**ZADANIE PISEMNE**
Proszę zebrać i przepisać każdy wiersz danych, w którym występuje słowo „large”. Wielkość liter ma znaczenie.

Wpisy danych

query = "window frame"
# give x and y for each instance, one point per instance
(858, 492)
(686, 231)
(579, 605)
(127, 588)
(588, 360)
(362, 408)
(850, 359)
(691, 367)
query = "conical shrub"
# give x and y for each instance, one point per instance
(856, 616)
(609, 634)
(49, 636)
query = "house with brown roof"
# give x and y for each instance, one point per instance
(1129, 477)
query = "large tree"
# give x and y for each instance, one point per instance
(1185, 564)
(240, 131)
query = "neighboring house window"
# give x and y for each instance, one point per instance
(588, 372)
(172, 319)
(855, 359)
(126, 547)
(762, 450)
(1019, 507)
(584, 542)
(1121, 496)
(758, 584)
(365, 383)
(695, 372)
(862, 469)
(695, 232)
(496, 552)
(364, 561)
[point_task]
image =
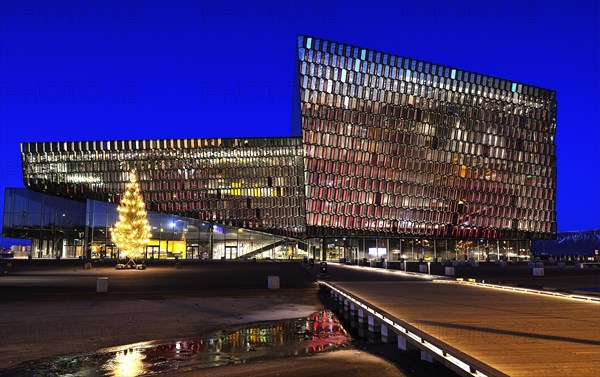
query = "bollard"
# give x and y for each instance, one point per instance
(273, 282)
(387, 334)
(323, 268)
(353, 313)
(102, 285)
(374, 330)
(362, 323)
(425, 356)
(405, 345)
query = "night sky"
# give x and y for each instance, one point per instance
(192, 69)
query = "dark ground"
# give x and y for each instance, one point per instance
(202, 296)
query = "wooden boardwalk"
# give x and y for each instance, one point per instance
(519, 334)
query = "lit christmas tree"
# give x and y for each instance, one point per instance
(131, 233)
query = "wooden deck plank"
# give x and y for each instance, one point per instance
(519, 334)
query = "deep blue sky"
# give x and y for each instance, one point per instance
(173, 69)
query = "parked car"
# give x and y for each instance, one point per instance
(6, 253)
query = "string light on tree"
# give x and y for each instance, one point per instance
(131, 233)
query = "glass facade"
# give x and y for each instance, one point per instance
(397, 146)
(250, 183)
(394, 157)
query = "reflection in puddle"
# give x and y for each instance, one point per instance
(317, 333)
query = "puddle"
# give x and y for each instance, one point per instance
(320, 332)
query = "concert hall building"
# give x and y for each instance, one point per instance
(390, 157)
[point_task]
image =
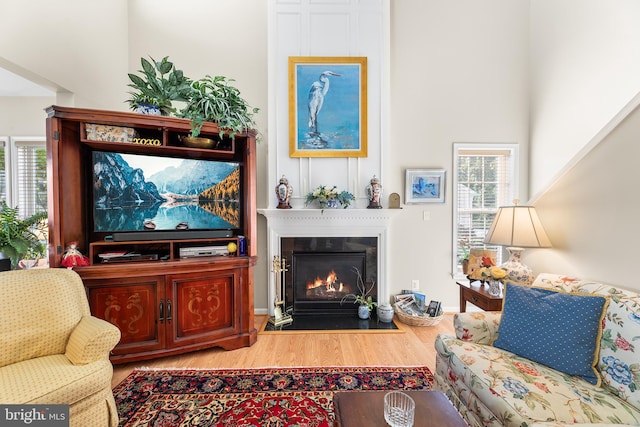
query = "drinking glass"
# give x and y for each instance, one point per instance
(399, 409)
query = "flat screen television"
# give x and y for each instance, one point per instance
(134, 193)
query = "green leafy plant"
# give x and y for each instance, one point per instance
(363, 296)
(466, 250)
(215, 99)
(19, 237)
(159, 84)
(323, 195)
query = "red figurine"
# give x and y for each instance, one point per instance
(73, 258)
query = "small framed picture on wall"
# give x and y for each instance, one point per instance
(425, 185)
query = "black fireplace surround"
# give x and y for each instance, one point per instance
(322, 270)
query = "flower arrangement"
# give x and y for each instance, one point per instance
(326, 197)
(488, 271)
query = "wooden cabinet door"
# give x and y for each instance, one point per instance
(204, 307)
(136, 306)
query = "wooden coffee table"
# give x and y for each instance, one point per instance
(366, 408)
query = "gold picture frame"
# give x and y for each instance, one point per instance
(327, 106)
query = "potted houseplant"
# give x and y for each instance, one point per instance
(215, 99)
(19, 237)
(158, 85)
(464, 258)
(362, 297)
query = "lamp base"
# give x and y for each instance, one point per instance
(516, 271)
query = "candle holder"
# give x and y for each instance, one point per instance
(279, 318)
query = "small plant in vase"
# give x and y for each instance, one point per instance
(21, 238)
(329, 197)
(464, 257)
(363, 297)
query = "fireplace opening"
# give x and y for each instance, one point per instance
(323, 270)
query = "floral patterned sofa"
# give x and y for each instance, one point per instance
(494, 387)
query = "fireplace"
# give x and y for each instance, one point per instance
(322, 270)
(329, 223)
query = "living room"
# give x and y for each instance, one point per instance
(557, 78)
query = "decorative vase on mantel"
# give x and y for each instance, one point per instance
(332, 204)
(516, 271)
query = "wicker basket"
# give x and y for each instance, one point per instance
(418, 320)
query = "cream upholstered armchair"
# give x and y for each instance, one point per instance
(52, 351)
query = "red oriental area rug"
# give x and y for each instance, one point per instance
(274, 397)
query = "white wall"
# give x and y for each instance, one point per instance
(459, 73)
(591, 213)
(585, 67)
(77, 46)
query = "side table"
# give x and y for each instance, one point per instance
(478, 295)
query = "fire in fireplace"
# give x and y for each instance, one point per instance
(322, 271)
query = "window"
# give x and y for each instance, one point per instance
(484, 179)
(23, 174)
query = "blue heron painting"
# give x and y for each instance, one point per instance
(328, 106)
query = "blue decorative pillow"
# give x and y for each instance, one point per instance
(557, 329)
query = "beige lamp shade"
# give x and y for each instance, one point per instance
(517, 226)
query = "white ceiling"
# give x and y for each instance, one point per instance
(14, 85)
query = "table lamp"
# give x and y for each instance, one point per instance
(517, 227)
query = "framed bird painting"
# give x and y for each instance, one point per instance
(327, 106)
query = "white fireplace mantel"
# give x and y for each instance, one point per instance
(329, 223)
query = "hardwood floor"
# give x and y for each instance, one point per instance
(411, 347)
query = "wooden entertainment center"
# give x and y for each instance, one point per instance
(163, 303)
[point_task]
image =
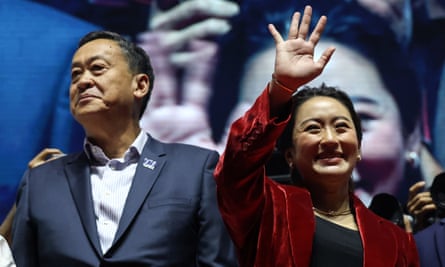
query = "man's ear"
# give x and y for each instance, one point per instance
(142, 85)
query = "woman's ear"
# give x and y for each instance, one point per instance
(142, 85)
(289, 157)
(413, 147)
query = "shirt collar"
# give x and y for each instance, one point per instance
(97, 156)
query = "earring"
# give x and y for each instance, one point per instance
(413, 159)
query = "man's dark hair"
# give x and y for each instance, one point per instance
(138, 60)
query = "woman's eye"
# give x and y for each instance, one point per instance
(312, 128)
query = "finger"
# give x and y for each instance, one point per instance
(275, 34)
(415, 188)
(187, 12)
(326, 57)
(305, 23)
(295, 23)
(318, 31)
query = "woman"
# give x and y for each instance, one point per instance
(317, 221)
(372, 69)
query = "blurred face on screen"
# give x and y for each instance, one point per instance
(382, 166)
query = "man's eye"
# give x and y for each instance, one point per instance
(97, 67)
(75, 74)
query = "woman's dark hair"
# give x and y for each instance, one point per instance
(286, 140)
(138, 60)
(306, 93)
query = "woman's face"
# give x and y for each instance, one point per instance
(383, 147)
(325, 146)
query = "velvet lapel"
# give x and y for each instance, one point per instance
(149, 167)
(439, 238)
(77, 172)
(376, 241)
(301, 225)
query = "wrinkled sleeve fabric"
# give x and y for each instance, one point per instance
(24, 244)
(215, 245)
(240, 172)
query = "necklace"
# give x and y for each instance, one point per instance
(332, 213)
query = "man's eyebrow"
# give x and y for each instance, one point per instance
(78, 64)
(363, 99)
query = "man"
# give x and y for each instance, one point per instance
(36, 46)
(127, 199)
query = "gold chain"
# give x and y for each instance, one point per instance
(332, 213)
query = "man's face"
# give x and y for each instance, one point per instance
(101, 82)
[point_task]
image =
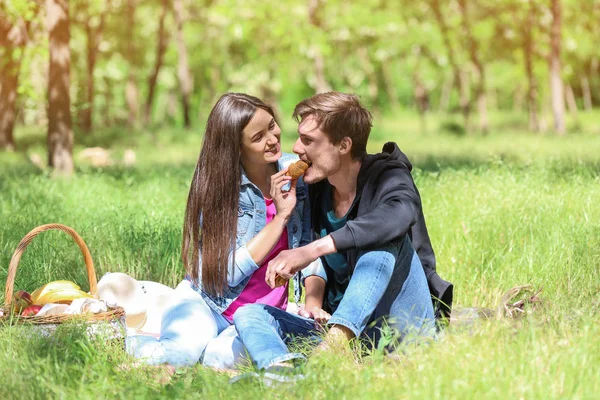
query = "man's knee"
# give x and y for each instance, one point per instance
(249, 313)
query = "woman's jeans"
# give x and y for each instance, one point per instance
(388, 285)
(187, 327)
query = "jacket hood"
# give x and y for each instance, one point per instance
(374, 164)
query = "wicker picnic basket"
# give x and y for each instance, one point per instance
(114, 316)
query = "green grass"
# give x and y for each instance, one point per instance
(506, 209)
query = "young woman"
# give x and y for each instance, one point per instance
(242, 210)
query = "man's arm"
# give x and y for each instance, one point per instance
(397, 210)
(288, 262)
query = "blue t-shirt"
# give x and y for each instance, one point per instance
(338, 274)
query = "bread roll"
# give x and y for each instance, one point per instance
(297, 169)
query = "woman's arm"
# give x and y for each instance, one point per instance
(249, 256)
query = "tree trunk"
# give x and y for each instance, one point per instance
(460, 77)
(528, 54)
(556, 83)
(480, 88)
(571, 103)
(390, 88)
(60, 134)
(183, 70)
(321, 84)
(464, 98)
(160, 52)
(131, 89)
(369, 71)
(94, 37)
(445, 94)
(587, 93)
(11, 38)
(108, 100)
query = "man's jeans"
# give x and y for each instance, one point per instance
(387, 285)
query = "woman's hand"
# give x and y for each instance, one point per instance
(284, 201)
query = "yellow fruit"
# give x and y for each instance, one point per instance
(54, 285)
(61, 296)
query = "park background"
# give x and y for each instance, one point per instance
(102, 110)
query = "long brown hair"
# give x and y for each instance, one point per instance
(214, 192)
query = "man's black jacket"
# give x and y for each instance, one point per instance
(387, 207)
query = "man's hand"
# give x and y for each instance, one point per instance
(318, 314)
(286, 264)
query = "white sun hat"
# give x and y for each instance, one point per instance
(143, 301)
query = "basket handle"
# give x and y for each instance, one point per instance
(14, 261)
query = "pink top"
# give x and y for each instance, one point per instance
(257, 290)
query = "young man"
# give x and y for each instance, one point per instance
(372, 240)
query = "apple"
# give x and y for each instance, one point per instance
(22, 300)
(31, 310)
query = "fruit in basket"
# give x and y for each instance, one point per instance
(31, 310)
(63, 296)
(21, 300)
(51, 286)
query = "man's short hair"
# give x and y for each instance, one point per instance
(339, 115)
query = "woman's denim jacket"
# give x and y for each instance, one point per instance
(251, 220)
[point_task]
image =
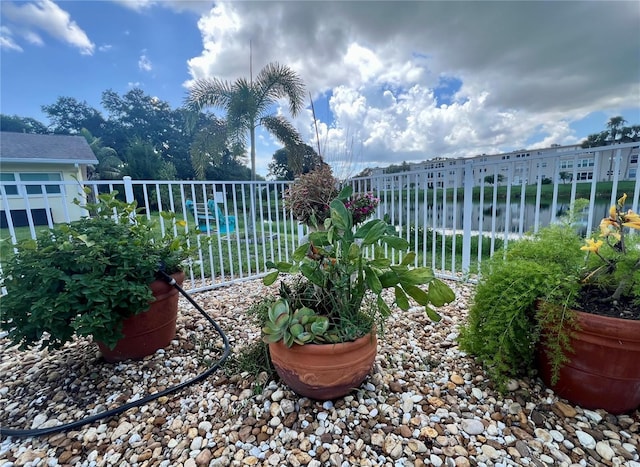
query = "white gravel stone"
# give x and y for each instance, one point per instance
(472, 426)
(586, 440)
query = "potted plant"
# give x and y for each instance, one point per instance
(97, 277)
(309, 196)
(568, 307)
(322, 331)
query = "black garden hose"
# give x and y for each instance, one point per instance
(137, 403)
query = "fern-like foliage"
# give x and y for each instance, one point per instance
(504, 325)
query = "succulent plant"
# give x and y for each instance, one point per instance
(302, 326)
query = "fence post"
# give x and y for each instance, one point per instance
(128, 189)
(467, 214)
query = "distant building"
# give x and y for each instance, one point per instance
(557, 163)
(28, 157)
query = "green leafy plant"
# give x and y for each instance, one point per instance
(343, 284)
(362, 206)
(535, 284)
(88, 276)
(299, 326)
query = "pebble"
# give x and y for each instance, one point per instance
(423, 404)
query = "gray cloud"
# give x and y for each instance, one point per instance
(527, 68)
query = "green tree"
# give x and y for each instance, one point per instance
(565, 176)
(249, 103)
(21, 124)
(139, 117)
(288, 162)
(615, 132)
(212, 147)
(110, 166)
(144, 163)
(393, 168)
(615, 125)
(492, 179)
(69, 116)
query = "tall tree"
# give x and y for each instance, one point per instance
(68, 116)
(249, 103)
(21, 124)
(614, 125)
(110, 166)
(615, 132)
(289, 162)
(136, 116)
(211, 146)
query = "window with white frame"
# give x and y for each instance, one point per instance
(589, 162)
(12, 189)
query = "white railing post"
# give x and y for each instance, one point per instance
(467, 218)
(128, 189)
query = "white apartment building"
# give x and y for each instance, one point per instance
(560, 164)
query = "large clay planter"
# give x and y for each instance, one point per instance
(604, 370)
(324, 371)
(149, 331)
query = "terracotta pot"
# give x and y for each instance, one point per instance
(325, 371)
(149, 331)
(604, 370)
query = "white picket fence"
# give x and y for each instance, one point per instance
(450, 219)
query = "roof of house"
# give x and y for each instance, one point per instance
(49, 149)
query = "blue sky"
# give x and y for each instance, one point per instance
(391, 81)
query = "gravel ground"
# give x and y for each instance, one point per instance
(425, 403)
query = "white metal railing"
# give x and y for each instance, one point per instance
(451, 217)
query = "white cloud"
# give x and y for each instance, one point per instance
(195, 6)
(144, 63)
(526, 70)
(46, 16)
(6, 40)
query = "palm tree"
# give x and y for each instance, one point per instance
(248, 104)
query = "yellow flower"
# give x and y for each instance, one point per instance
(592, 245)
(631, 219)
(608, 227)
(622, 200)
(613, 212)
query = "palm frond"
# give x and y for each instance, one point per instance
(276, 81)
(209, 92)
(282, 129)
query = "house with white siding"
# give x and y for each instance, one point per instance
(46, 159)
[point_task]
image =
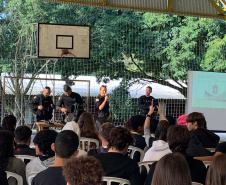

**ROZWIĄZANIE ZADANIA**
query = "large tree"
query = "large clay planter"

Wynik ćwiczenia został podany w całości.